**Task description**: Please continue the forum thread on choosing between the Hoyt Contender Elite and the AlphaBurner from the point where it stops.

**Extract to read**:
# Hoyt Contender elite or alphaburner



## TNMAN (Oct 6, 2009)

JGavin said:


> Contender elite or alpha burner. If you where to have one bow that would have to shoot 3D and field which would you choose a contender elite or the alphaburner. Thanks


Provide a little more info and you may get better answers. What kind of 3-D? What is your DL? How much wt do you want to shoot? How much of your shooting will be field and how much 3-D, in percentages?

Even after all of that, the best answer may be "shoot what you already got". It's better to get your feet wet and gain by experience before buying all new stuff. Doing a bunch of "searches" in this forum will provide a lot of good info for you too.


----------



## JGavin (Sep 22, 2009)

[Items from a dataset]
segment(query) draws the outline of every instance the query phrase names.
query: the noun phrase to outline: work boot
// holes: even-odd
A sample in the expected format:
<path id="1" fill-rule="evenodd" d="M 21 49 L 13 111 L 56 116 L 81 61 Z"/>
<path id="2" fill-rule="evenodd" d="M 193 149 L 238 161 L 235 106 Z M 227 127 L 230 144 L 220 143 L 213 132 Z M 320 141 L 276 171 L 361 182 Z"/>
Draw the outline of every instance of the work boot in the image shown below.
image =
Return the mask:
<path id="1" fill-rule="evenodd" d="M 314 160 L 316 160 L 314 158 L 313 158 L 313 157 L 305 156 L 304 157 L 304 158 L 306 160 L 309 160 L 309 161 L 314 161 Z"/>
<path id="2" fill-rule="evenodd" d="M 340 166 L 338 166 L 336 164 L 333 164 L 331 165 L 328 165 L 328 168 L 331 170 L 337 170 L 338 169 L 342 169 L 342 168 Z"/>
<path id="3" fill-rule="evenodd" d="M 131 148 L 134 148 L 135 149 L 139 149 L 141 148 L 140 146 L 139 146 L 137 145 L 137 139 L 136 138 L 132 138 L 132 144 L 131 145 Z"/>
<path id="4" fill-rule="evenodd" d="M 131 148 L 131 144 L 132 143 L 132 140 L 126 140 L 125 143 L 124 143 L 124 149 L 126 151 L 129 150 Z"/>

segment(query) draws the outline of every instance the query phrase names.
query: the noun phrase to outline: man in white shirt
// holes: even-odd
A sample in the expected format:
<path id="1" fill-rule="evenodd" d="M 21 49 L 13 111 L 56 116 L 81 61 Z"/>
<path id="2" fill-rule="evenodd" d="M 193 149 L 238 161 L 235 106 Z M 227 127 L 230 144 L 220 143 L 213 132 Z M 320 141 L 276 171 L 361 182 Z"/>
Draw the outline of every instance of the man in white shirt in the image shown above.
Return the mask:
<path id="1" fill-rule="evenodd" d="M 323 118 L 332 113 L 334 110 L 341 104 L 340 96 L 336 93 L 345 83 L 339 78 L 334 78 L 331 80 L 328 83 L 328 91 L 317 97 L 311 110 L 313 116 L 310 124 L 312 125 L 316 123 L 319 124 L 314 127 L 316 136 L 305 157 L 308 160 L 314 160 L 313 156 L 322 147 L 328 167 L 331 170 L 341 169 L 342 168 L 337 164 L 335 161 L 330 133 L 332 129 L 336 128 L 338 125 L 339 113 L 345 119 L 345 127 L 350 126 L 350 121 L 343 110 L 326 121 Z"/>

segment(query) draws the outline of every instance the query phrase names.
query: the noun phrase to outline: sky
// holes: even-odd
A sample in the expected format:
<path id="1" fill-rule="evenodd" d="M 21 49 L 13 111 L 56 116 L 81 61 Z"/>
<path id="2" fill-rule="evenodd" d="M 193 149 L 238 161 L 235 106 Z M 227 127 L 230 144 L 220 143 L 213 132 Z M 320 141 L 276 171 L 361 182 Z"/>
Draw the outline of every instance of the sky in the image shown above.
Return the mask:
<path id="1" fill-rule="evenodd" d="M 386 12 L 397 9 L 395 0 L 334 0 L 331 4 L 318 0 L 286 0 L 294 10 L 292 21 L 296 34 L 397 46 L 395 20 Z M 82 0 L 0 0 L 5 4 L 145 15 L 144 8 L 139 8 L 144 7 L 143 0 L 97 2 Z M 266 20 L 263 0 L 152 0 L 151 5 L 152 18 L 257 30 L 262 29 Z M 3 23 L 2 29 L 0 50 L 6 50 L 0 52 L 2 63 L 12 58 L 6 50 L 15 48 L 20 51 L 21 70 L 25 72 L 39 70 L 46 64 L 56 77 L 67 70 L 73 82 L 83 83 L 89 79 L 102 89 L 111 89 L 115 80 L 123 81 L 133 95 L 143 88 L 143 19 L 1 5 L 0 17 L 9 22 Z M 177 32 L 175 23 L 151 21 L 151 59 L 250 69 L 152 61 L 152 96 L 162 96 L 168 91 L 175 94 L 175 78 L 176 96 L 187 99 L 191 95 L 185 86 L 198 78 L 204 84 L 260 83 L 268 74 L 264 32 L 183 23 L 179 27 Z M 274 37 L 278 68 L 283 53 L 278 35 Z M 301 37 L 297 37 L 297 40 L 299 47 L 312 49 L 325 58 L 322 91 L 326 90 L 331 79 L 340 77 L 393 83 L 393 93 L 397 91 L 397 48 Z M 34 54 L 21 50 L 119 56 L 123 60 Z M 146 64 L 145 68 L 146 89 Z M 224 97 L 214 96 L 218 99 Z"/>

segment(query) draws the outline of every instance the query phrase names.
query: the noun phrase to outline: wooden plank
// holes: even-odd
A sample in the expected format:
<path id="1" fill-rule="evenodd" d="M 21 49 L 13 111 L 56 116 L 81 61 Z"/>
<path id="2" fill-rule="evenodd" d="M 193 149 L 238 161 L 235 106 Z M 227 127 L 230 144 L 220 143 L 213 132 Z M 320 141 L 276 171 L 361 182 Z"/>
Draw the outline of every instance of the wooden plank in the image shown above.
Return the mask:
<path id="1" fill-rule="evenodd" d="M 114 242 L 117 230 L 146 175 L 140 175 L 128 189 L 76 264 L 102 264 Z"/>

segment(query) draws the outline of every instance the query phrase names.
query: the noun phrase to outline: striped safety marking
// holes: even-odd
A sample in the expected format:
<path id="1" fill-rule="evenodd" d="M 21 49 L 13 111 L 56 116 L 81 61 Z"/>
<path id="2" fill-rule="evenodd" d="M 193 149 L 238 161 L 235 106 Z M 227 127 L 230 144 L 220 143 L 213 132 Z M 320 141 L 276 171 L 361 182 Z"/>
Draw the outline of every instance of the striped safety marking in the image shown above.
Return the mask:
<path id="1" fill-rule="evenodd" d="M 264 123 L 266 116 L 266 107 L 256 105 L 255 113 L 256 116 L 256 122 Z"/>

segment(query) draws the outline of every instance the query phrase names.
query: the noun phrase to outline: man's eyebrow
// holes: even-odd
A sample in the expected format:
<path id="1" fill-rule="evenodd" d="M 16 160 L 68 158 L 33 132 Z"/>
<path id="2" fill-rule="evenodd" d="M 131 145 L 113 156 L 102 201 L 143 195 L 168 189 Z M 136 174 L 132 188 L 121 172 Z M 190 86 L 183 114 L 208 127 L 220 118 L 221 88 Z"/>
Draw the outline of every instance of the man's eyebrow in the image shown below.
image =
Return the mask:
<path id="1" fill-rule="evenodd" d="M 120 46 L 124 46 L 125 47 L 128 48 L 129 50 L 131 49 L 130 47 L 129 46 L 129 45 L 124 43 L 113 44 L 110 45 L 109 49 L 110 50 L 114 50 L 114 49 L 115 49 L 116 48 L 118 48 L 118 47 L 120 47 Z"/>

**The response**:
Thanks for the reply TNMan. Right now I shoot a Maxxis 31. My DL is 29.5. I pull around 62 Lbs, as this is where my 250 Carbon Express 3D selects tune in. For hunting I shoot a 350 Max Hunter also around 62lbs. I have been using this bow to perform double duty. I would like to make my Maxxis a hunting only bow. Switching back and forth is a pain. I have only been shooting for a year with some top 3 finishes in 3D. I would like push my shooting to the next level, and I am not sure which way to go. something with a little more speed or something more forgiving. I shoot all 3D right now but would like to branch out and do both, and I don't think the wife would approve of me getting both a new field and speed bow. I don't know do the pros have all 3 bows in the quiver (hunting, field. and speed). Anyhow any guidance would be great.
Thanks Jarrod


----------



## JMJ (Jul 17, 2008)

Field is all I shoot.
I've had both.
Sold the CE in favor of the AB.
Now shooting a CM for fun & I think the AB is still gonna be a better fit for me.


----------



## psargeant (Aug 1, 2004)

I would guess that at a 29.5" draw length the Contender is going to fit you better, but that is something you're going to have to figure out yourself...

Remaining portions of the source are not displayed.